Problems to solve:
A. In the 9/11 recollections below, which class was the high school freshman in when the planes hit the towers?
B. Reproduce the passage of the 9/11 recollections below, starting at the words "I was a freshman" and ending after "had already fallen.".

Source document:
^^^^^^^^
My hubby and I kept are kids home from school for no apparent reason. I read somewhere that more than average amount of kids missed school that day.

1

I was with my guys up in Biddeford Maine dismantling a mansion to move to a new location further up the coast but that's not the interesting part. I have the same name as a guy that escaped the towers at the last minute and people I hadn't heard from for years kept contacting me about what was I doing in the towers that day.

1

A couple of vet buds and I were swapping lies with the TV news in the background. When the story broke, the conversation ended. Disturbing day. Hobbs, New Mexico.

1

Fixing breakfast for my daughters before accompanying them to school to attend a ‘site council meeting.’ Watched the second tower fall along with the principal and parents ..as other parents arrived to take their children home, some demanding school be closed… School went on..

Varn Level 8 Jan 28, 2018
1

I was on my computer and had just returned from taking my kids to school. I was killing time before I had to get to work. My ex-husband for some reason turned the TV on and I thought it was some kind of movie at first, but obviously it wasn't.

1

I was teaching. We could see the gray smoke all the way from The Bronx.

1

talking to a sister on the phone while she was on the jersey shore watching the second plane hit the building

1

I was working at burger king and this very "eccentric guy" came in and said every time tomato crops were down here in Jersey we had war. It was bizarre. Than we heard, and my boss had a brother that actually worked there, luckily the guy was home that day

1

Oh my weirdest 9/11 story? Meeting a women giving us a presentation on retirement plans the week after. She had been in the World Trade Center that day. I couldn't imagine being in a job where I'd go to work the next week after having that evacuation experience? I realize now that going back to work was probably covering for the people in this huge company that didn't make it - and that keeping occupied can be a very good thing. But at the time I thought "OMG you are living out of a suitcase? After that!".

1

I was driving to the laundromat where in lived in Pennsylvania about 50 miles from NYC thought it was a skit on the radio at first. Got into the laundromat and the same thing was on the radio there. Thought to my self, I am way too far from a firearm for this to happen right now.

1

Was getting ready for a meeting with a realtor with one of my sisters (I was on vacation - so was she) when our other sister phoned and said "Put on the TV". She was running daycare and it was the time when the kids got to watch tube while she prepped lunch. Not a single channel had anything else on. I think we saw both towers come down before we went to the meeting (at the end of a two mile dirt road on a lake?). I guess if you aren't in the middle of it you need to remain pragmatic. Though I now think we were crazy to leave the house. But we were in rural MA and CT that day - so if something were going to be hit - it would have been a nuke plant. (You'd think). I think all of us have a bit of PTSD from that day. The images still make the hair on the back of my neck stand on end, And going back to a newspaper and having Firefighters calling for copies of papers with certain photos - that was rough. Because they all lost someone, Or had a story. I've since instructed my siblings that if something awful happens they are to text to all of us. And they do! And one cousin who lives in NY who knows to check in now - we spent ages wondering if he was ok. And he was.

1

I was a freshman in high school. The planes hit the towers while I was in 2nd period band, and I found out when I got to 3rd period biology. The teacher made us sit through her lecture, and at the end of class we went to the classroom next door to watch the news. By then both towers had already fallen.
For the rest of the school day, none of my teachers ran class as usual, we just watched the newscast in every class.
^^^^^^^^
Provided data:
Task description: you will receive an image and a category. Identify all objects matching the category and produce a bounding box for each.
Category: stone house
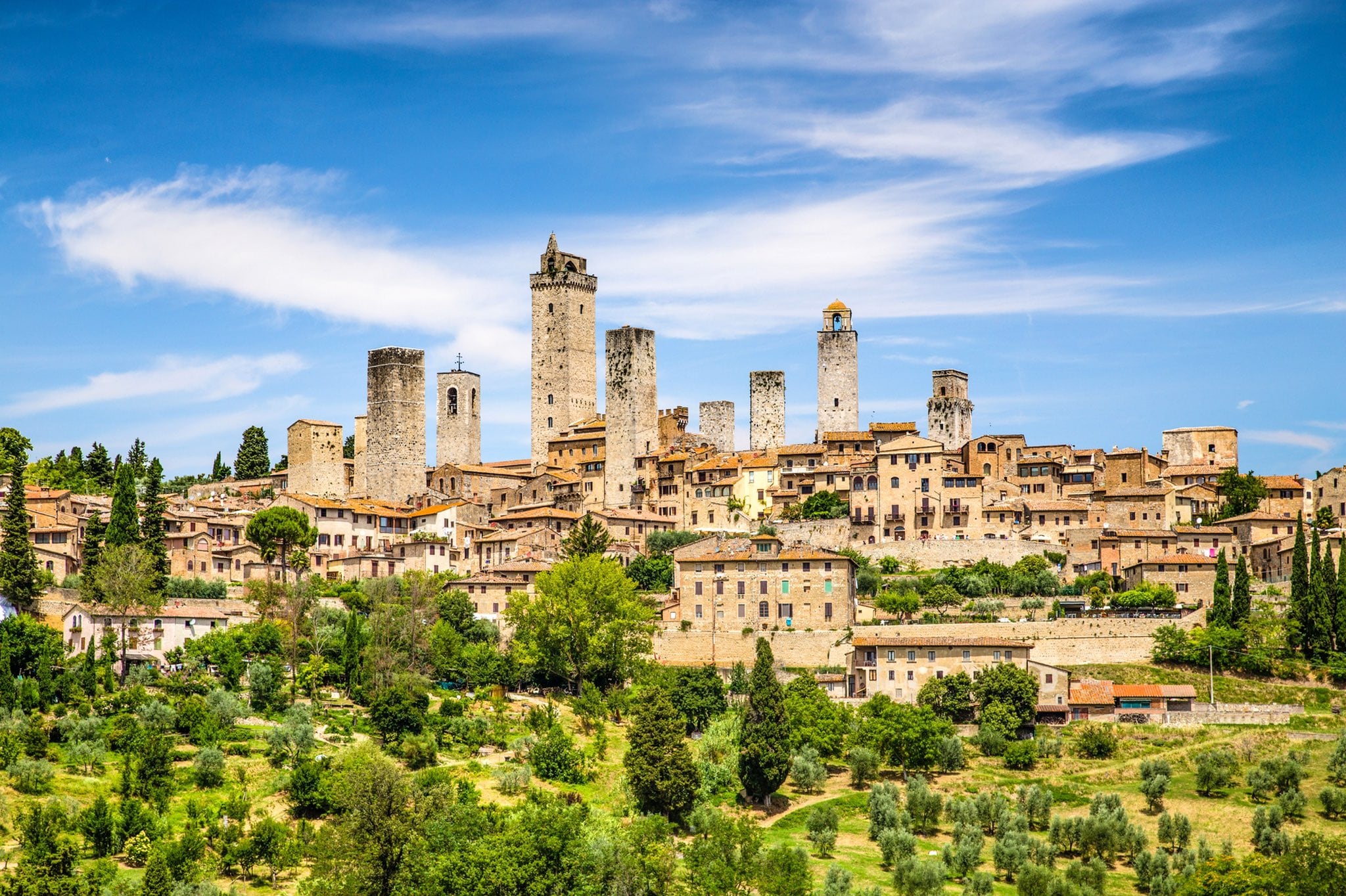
^^^^^^^^
Solved tasks:
A. 2nd period band

B.
I was a freshman in high school. The planes hit the towers while I was in 2nd period band, and I found out when I got to 3rd period biology. The teacher made us sit through her lecture, and at the end of class we went to the classroom next door to watch the news. By then both towers had already fallen.